# The problem:
Using the material below, return exactly the lines between the one holding "x=503, y=462" and the one holding "Pick out the tree", inclusive, and no others.
::::::
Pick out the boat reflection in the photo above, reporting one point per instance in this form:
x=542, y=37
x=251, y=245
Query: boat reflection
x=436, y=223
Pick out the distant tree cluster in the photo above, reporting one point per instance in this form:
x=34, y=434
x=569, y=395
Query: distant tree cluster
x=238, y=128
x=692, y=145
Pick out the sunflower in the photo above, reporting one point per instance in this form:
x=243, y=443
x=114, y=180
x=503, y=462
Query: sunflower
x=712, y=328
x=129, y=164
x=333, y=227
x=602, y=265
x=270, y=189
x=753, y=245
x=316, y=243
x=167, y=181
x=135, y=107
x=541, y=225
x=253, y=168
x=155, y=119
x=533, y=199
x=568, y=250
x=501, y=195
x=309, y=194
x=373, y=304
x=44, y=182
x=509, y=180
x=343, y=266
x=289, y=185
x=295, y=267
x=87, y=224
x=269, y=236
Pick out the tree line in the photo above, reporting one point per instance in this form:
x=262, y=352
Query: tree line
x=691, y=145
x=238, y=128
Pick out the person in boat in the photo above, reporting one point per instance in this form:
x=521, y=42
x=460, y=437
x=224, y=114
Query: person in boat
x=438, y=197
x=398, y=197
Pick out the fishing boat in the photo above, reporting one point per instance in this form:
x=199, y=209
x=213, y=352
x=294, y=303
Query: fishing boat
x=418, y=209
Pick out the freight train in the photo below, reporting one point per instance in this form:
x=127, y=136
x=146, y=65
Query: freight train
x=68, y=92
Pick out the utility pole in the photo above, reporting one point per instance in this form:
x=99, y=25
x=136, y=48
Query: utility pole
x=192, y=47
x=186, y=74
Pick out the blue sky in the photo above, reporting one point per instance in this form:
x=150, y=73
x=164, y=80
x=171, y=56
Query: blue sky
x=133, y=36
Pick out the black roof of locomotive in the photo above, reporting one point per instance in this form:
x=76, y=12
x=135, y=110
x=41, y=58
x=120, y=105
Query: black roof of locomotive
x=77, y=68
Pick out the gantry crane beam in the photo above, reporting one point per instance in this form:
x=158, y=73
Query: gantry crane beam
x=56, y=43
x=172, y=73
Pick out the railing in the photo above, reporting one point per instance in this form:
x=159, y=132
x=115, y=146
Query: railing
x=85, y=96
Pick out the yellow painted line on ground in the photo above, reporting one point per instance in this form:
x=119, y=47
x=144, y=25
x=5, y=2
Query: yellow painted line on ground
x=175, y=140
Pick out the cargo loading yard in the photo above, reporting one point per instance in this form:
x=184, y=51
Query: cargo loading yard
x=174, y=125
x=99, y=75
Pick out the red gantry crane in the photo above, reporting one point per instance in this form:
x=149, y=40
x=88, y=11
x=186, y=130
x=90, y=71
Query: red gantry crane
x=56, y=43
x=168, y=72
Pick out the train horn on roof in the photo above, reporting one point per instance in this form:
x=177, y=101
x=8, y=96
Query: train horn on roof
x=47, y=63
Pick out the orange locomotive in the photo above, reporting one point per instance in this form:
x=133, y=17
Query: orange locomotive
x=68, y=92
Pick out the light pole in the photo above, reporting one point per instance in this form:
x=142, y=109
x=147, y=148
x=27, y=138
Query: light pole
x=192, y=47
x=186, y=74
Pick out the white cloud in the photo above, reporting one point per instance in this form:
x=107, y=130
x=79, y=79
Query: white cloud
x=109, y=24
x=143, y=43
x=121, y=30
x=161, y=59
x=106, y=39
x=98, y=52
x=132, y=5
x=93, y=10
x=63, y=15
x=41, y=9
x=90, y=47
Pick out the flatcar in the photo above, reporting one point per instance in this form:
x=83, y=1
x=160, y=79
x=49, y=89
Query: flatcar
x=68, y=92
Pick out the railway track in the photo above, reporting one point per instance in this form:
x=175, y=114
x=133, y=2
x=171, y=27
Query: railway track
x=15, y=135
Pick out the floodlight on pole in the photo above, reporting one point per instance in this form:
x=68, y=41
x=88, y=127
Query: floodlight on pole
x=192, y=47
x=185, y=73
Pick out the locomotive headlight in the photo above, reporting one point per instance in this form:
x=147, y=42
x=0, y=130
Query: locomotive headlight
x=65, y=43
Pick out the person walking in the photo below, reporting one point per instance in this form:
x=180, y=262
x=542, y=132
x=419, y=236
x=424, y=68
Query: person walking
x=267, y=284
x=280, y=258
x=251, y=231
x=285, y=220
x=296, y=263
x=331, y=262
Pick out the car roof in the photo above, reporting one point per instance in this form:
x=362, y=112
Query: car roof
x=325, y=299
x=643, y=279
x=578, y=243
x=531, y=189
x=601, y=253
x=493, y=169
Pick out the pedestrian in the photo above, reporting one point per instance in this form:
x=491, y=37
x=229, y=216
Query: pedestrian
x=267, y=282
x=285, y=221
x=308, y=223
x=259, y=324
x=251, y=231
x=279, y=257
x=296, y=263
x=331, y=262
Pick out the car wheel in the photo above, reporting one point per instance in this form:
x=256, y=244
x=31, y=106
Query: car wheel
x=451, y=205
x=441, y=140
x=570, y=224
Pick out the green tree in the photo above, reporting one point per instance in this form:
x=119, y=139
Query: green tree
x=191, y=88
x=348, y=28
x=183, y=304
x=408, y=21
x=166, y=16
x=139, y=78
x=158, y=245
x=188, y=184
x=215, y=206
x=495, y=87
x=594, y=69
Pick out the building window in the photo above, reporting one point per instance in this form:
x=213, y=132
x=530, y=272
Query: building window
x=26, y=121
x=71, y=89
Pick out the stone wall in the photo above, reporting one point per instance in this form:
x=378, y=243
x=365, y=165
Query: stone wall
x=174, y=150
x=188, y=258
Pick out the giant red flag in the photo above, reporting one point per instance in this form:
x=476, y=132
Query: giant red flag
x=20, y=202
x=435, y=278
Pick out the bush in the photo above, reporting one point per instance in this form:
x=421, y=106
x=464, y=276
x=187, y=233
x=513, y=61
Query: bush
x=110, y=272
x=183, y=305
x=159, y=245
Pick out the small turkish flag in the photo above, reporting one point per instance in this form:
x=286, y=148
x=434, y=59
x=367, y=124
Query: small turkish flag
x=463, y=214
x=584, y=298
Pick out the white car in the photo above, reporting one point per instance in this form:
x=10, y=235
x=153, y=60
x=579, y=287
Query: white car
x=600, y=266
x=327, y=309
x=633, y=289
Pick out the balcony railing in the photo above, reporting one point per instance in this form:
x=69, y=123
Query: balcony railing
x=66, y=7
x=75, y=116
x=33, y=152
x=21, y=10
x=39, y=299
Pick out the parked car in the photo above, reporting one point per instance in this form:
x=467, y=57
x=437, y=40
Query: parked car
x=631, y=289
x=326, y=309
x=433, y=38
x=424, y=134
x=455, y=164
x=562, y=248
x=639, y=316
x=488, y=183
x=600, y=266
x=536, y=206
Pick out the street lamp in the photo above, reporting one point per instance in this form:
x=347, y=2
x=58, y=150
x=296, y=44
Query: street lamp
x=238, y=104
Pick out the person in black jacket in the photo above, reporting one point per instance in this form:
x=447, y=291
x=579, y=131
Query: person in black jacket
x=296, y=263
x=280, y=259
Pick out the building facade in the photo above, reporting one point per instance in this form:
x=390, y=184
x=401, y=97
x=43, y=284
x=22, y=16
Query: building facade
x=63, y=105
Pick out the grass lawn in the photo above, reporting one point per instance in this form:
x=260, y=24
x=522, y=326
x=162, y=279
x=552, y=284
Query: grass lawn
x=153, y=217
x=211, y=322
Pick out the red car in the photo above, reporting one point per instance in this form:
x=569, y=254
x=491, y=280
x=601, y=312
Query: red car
::::::
# Exercise answer:
x=503, y=462
Query: sunflower
x=712, y=328
x=129, y=164
x=333, y=227
x=602, y=265
x=270, y=189
x=753, y=245
x=316, y=243
x=167, y=181
x=135, y=107
x=541, y=225
x=253, y=168
x=155, y=119
x=533, y=199
x=568, y=250
x=501, y=195
x=309, y=194
x=373, y=304
x=44, y=182
x=509, y=180
x=343, y=266
x=289, y=185
x=295, y=267
x=87, y=224
x=269, y=236
Pick out the tree line in the photo above, reporting one point per instance in this form:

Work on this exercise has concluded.